=== Supplied information ===

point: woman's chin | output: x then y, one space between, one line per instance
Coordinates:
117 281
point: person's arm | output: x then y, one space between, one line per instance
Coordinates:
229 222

===

- Aim of the exercise -
Rewrite the records above, substituting "occurrence" for every "instance" and leaving the rest unchanged.

- Answer in full -
point: woman's chin | output: x then y, one space between, one line per occurrence
Coordinates:
117 281
point: person's arm | output: x then y, one space between, one line per occurrence
Coordinates:
229 222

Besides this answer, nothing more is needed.